**EXERCISE OBJECTIVE**
Which lines in the data below contain the word "pixel"? Copy each of them.

Extracted data entries
═══

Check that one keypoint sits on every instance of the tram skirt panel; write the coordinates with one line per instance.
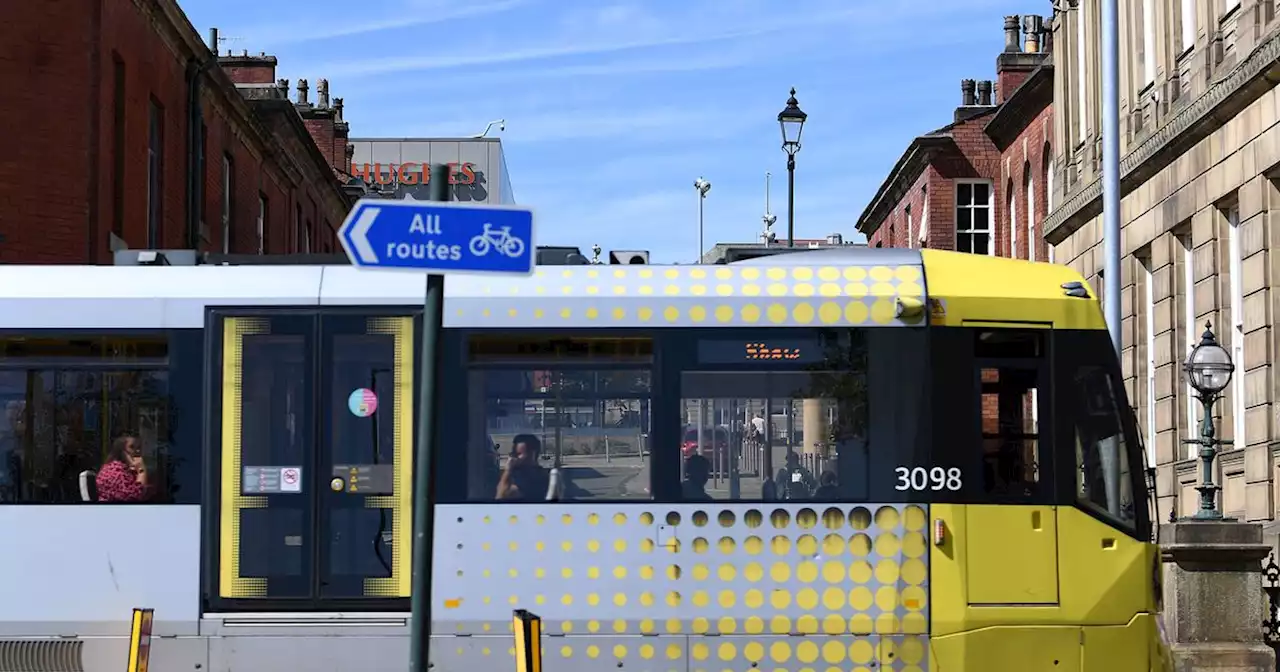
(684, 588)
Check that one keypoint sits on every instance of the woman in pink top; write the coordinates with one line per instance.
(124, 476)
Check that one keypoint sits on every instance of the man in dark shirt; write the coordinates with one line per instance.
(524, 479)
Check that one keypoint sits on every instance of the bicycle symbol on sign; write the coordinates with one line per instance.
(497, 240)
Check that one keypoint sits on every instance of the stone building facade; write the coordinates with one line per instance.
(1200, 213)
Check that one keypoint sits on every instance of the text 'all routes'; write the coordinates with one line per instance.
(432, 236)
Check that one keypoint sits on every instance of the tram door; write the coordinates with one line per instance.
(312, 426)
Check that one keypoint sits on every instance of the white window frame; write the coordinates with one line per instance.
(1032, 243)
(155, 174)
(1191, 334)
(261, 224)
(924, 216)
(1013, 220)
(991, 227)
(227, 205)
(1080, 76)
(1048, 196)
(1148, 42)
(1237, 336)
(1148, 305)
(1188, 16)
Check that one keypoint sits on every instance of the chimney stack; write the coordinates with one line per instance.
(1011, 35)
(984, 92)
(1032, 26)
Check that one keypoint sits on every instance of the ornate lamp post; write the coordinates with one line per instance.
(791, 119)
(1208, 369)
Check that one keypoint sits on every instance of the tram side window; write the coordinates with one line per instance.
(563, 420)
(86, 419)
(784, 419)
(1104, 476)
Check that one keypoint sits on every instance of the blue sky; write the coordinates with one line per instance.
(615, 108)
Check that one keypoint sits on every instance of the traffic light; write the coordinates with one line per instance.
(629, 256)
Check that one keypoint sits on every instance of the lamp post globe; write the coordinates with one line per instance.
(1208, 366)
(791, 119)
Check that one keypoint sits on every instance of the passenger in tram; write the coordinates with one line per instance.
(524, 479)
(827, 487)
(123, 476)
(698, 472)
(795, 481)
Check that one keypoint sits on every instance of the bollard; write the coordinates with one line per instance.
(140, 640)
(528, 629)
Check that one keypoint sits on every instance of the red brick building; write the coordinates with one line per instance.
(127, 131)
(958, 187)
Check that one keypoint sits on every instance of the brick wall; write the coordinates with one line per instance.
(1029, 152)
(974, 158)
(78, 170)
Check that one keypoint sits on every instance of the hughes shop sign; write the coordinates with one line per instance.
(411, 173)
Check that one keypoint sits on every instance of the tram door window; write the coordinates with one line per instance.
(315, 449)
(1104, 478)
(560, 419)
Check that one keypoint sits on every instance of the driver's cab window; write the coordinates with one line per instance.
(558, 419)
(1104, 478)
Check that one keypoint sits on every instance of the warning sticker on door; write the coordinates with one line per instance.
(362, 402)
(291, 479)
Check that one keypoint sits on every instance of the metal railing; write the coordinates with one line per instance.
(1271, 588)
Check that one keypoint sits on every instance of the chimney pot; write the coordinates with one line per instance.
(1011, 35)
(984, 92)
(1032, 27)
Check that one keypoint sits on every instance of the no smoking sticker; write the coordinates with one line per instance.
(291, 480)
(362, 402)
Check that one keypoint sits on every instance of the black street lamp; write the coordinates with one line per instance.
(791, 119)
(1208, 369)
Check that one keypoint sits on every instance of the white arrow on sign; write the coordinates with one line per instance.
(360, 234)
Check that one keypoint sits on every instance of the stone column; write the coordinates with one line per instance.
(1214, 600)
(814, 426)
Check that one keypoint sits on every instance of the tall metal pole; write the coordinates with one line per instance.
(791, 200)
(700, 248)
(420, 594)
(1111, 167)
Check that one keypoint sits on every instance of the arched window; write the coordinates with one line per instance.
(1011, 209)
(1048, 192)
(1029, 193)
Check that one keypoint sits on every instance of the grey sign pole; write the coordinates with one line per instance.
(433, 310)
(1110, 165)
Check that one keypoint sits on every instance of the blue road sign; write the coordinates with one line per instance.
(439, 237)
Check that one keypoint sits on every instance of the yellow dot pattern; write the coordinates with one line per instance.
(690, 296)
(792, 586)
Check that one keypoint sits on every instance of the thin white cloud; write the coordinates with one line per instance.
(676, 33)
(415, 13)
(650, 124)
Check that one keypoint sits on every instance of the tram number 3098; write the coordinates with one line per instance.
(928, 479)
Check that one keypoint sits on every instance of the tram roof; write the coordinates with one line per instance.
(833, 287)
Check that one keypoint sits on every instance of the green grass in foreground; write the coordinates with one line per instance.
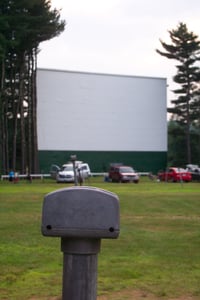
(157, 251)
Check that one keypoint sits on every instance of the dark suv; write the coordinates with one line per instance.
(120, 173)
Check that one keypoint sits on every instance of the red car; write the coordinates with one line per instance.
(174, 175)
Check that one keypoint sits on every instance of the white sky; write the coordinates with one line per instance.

═══

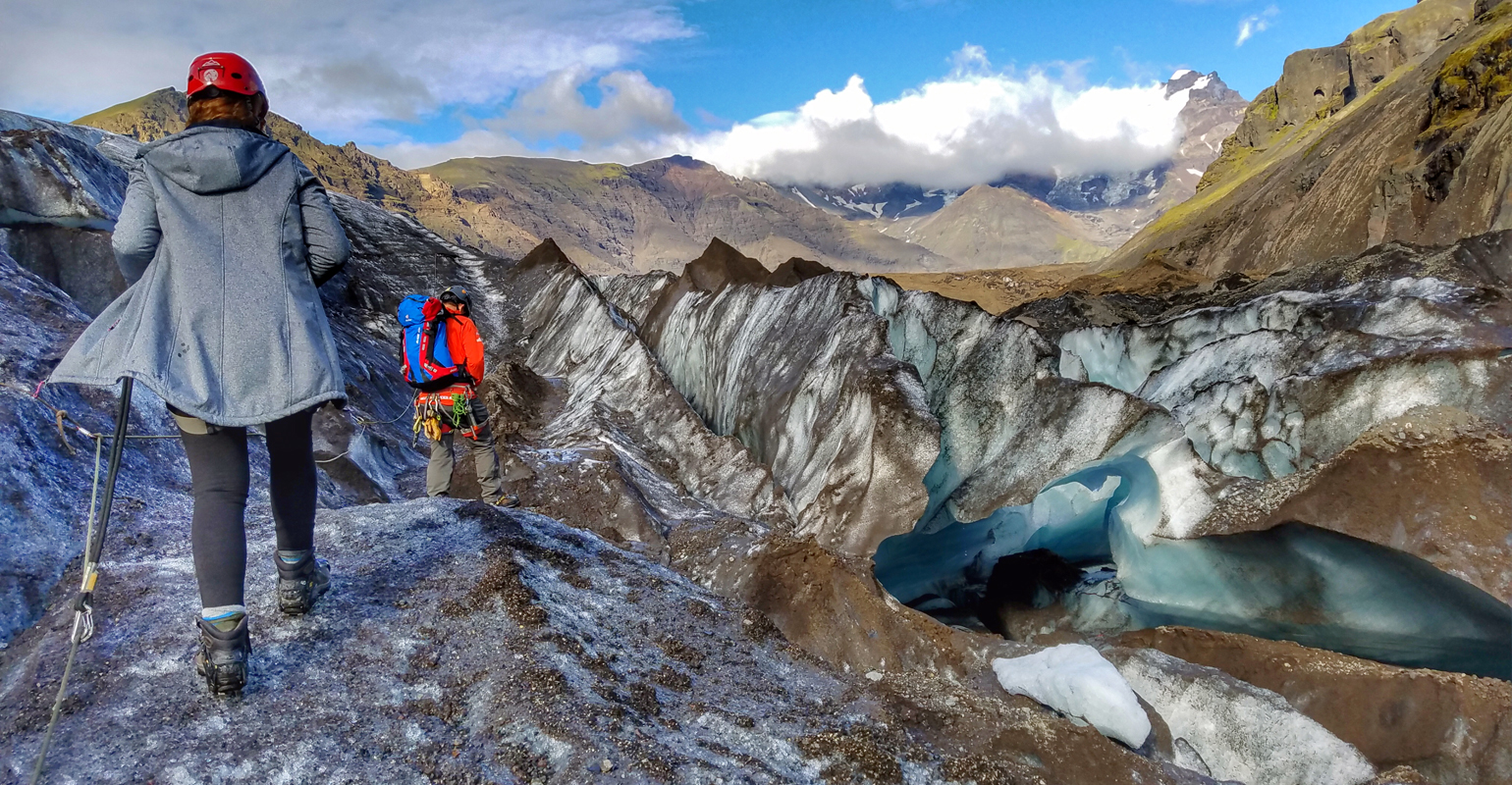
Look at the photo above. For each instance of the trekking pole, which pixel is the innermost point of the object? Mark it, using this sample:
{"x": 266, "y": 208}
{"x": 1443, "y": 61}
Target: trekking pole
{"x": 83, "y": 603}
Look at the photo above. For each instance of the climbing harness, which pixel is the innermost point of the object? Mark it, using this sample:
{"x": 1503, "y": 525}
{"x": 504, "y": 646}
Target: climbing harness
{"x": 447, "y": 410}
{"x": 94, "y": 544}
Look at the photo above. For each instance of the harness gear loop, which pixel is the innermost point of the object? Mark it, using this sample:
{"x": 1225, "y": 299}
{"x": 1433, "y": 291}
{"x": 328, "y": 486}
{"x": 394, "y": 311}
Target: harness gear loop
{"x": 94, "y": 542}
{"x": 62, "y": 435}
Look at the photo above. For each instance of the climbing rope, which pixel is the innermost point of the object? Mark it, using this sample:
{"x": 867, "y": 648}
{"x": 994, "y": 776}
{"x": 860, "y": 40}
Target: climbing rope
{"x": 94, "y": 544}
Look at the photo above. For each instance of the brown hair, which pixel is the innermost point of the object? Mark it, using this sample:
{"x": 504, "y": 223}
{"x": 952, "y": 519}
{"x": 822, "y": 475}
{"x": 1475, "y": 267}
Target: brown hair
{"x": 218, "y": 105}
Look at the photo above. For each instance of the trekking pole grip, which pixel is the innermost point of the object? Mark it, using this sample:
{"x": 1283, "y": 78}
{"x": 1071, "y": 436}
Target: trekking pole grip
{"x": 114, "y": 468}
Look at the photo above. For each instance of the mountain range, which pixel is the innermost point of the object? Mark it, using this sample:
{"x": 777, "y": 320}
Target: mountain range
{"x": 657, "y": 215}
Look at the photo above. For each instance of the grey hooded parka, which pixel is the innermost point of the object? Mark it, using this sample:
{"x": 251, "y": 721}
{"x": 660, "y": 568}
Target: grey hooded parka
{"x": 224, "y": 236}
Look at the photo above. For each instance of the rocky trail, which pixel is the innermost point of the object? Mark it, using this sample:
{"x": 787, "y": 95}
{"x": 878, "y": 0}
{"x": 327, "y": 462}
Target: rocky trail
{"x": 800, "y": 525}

═══

**RESPONSE AREA**
Look at the photo above. For each instance of the trekking pole, which pixel is the innermost point of the object? Mark it, using this sample:
Look at the photo above. For each instance of the climbing harness, which pixel is the innermost point of the object? Mark it, using this sample:
Look at the photo above. For each instance of the harness gear loop, which pixel is the innermost point of the object? Mark it, using this sample:
Look at the photo above. For each instance of the climbing rope, which pixel is the innermost point of the object? Mark it, using this sample:
Look at the photo above. For each instance of the brown hair, which pixel is the innermost point of the object? Mark it, using this sample:
Look at the photo above. For each instance of the trekking pole grip, which pixel is the innermost point of the object? Mark it, using this sample:
Look at the photo above. For each instance of the mountain range, which pixel is the innermost point of the object? Mark it, using this sample:
Look at the photo above. For each instance of the grey hooded parka, which pixel is the innermost point of the object? Mark it, using this sample:
Look at the photo above. For each instance of the rocky trail, which pixel is the innermost point of the object? Mark it, using this sample:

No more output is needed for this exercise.